# ASSIGNED TASK:
Transcribe all the entries that follow, leaving nothing out.

# AVAILABLE RECORDS:

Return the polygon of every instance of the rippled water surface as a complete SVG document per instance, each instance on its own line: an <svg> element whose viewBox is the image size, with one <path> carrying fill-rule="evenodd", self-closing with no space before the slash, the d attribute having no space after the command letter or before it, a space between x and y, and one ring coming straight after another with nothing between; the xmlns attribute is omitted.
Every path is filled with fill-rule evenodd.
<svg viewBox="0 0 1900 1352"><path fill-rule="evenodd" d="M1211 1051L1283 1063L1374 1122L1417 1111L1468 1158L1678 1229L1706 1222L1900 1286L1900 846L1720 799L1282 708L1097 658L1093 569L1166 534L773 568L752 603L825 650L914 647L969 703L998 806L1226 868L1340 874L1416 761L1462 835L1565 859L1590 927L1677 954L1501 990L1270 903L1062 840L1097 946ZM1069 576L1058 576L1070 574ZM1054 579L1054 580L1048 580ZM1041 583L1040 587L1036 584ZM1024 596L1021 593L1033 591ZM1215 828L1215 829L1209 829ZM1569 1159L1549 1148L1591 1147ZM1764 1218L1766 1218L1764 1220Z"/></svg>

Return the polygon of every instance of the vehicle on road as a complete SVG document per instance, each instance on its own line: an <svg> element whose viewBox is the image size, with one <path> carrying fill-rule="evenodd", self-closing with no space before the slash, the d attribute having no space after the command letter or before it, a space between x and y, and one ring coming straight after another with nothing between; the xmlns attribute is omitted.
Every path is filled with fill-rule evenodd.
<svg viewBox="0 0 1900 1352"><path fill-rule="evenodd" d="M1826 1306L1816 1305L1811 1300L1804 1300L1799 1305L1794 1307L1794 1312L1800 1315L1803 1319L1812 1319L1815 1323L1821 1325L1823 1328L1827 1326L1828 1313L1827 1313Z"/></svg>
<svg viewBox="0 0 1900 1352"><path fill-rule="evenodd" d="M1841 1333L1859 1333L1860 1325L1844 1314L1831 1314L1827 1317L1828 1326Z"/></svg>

# WRITTEN ANSWER:
Return the polygon of every instance of the rippled water surface as a complete SVG document per instance, each instance on its own line: an <svg> element whose viewBox is the image size, with one <path> carrying fill-rule="evenodd", self-closing with no space before the slash, the d attribute having no space after the command letter or before it, a space between x and y, and one ring coming straight after another with nothing between; the xmlns attribute is omitted.
Every path is filled with fill-rule evenodd.
<svg viewBox="0 0 1900 1352"><path fill-rule="evenodd" d="M1211 1051L1283 1063L1374 1122L1417 1111L1468 1158L1678 1229L1706 1222L1900 1286L1900 846L1720 799L1282 708L1097 658L1093 569L1166 534L773 568L752 603L825 650L914 647L969 703L998 806L1226 868L1340 874L1416 761L1462 835L1565 859L1590 927L1677 954L1501 990L1270 903L1062 840L1097 946ZM1069 576L1058 576L1070 574ZM1054 579L1054 580L1048 580ZM1041 583L1040 587L1036 584ZM1024 596L1021 593L1033 591ZM1215 828L1215 829L1209 829ZM1569 1159L1549 1148L1591 1147ZM1764 1218L1766 1218L1764 1220Z"/></svg>

Return the polygon of every instance of the vehicle on road as a complete SVG document per instance, each instance on its own line: an <svg> element whose viewBox is the image size, with one <path> carrying fill-rule="evenodd", self-closing with no space before the slash, the d attribute having no space after the command letter or before it, a space between x and y, and one ring coming straight after another with nothing between; the xmlns attribute is omitted.
Every path is filled with fill-rule evenodd.
<svg viewBox="0 0 1900 1352"><path fill-rule="evenodd" d="M1826 1306L1816 1305L1811 1300L1804 1300L1799 1305L1794 1307L1794 1312L1800 1315L1803 1319L1812 1319L1815 1323L1821 1325L1823 1328L1827 1326L1828 1313L1827 1313Z"/></svg>
<svg viewBox="0 0 1900 1352"><path fill-rule="evenodd" d="M1841 1333L1859 1333L1860 1325L1844 1314L1831 1314L1827 1317L1828 1326Z"/></svg>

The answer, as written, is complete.